◆ Quoted passage
## START
This post isn't intended as an attempt to convince anyone of a different belief system, but rather to attempt to capture and clarify my own thoughts. I'll fail. For those who share enough of an overlap of the same belief system as I, perhaps it'll be helpful, interesting, or worst-case, it'll simply reveal how I'm attempting to deal with a core existential conflict.
A well-known Mark once said:
"I do not fear death. I had been dead for billions and billions of years before I was born, and had not suffered the slightest inconvenience from it." — Mark Twain
I'm not sure how deeply Twain intended that comment to be considered, but it has always held a lot of power for me. The truth I find in that comment, however it was intended, deeply connects to my thoughts and fears about existence; thoughts I've had since long before I knew his name or had heard about the Stoics.
As a kid I remember having a strange, abstract dream. It recurred for years. I haven't had it for several years now, but I can recall it clearly.
It's dark and I'm watching a white fenced play area. Inside are not children but balls of different colours. They're bouncing around in different directions randomly. Within the fenced area is also a tall chimney with a ladder that goes up to the top. I watch as the coloured balls randomly bounce around with no particular aim or pattern, but I'm waiting for something. Every now and again a ball climbs the ladder and jumps into the chimney at the top. Nothing happens. At some point in the dream however, a black ball starts the climb. The closer it gets to the top, the more fear I feel. Eventually it reaches the top, jumps in, and in that moment I wake up in absolute fear. The time is always 04:23.
My theory is that I haven't had this nightmare in the last 5-6 years because my sleep schedule has been much more chaotic, but I don't know if it's due to another reason.
## END
◆ Provided material
## START
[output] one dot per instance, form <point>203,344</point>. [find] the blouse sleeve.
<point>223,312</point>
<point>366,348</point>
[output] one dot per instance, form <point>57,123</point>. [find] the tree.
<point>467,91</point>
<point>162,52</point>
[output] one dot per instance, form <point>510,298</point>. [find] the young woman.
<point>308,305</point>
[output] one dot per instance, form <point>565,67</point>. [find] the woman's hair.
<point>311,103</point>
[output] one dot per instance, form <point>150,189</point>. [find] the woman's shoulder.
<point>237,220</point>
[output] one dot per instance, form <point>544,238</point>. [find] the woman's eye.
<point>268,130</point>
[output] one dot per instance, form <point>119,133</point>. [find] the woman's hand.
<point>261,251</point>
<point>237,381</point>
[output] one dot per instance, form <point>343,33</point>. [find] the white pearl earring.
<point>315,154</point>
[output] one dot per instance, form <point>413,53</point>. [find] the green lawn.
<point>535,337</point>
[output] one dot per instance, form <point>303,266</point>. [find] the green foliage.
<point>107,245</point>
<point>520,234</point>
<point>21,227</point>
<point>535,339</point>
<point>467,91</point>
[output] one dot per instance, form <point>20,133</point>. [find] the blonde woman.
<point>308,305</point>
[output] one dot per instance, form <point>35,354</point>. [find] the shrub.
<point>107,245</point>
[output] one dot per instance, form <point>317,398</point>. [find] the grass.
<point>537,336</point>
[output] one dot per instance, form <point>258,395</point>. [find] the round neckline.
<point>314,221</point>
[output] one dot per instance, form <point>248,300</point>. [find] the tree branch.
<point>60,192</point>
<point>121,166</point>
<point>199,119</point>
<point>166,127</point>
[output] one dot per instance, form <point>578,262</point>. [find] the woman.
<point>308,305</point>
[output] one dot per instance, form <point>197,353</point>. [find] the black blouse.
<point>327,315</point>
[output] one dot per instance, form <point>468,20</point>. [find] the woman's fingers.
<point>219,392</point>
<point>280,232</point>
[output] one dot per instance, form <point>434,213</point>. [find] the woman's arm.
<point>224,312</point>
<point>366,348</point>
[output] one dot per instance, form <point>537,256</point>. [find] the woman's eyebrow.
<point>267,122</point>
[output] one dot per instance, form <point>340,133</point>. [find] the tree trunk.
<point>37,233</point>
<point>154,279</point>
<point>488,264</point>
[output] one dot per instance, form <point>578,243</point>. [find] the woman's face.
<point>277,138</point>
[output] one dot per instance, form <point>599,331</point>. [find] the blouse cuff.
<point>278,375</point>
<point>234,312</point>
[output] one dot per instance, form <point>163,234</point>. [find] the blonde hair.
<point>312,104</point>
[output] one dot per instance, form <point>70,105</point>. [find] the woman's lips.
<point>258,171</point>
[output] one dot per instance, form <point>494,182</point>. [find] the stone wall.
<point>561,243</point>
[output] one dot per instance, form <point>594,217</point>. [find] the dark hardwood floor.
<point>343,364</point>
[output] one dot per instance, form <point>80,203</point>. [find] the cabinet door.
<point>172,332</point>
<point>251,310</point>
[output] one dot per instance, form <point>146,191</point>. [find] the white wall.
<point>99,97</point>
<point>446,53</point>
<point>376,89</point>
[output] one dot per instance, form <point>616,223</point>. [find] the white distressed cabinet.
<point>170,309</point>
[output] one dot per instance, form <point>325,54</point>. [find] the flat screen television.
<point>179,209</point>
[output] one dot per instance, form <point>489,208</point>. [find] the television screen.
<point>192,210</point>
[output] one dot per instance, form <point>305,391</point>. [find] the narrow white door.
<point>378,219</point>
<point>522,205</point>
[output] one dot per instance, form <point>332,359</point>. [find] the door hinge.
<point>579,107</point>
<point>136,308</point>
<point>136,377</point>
## END
◆ Exercise aim
Please repeat the post on fearing death word for word, start to finish. The lines are material of their own, apart from the text.

◆ Answer to this task
This post isn't intended as an attempt to convince anyone of a different belief system, but rather to attempt to capture and clarify my own thoughts. I'll fail. For those who share enough of an overlap of the same belief system as I, perhaps it'll be helpful, interesting, or worst-case, it'll simply reveal how I'm attempting to deal with a core existential conflict.
A well-known Mark once said:
"I do not fear death. I had been dead for billions and billions of years before I was born, and had not suffered the slightest inconvenience from it." — Mark Twain
I'm not sure how deeply Twain intended that comment to be considered, but it has always held a lot of power for me. The truth I find in that comment, however it was intended, deeply connects to my thoughts and fears about existence; thoughts I've had since long before I knew his name or had heard about the Stoics.
As a kid I remember having a strange, abstract dream. It recurred for years. I haven't had it for several years now, but I can recall it clearly.
It's dark and I'm watching a white fenced play area. Inside are not children but balls of different colours. They're bouncing around in different directions randomly. Within the fenced area is also a tall chimney with a ladder that goes up to the top. I watch as the coloured balls randomly bounce around with no particular aim or pattern, but I'm waiting for something. Every now and again a ball climbs the ladder and jumps into the chimney at the top. Nothing happens. At some point in the dream however, a black ball starts the climb. The closer it gets to the top, the more fear I feel. Eventually it reaches the top, jumps in, and in that moment I wake up in absolute fear. The time is always 04:23.
My theory is that I haven't had this nightmare in the last 5-6 years because my sleep schedule has been much more chaotic, but I don't know if it's due to another reason.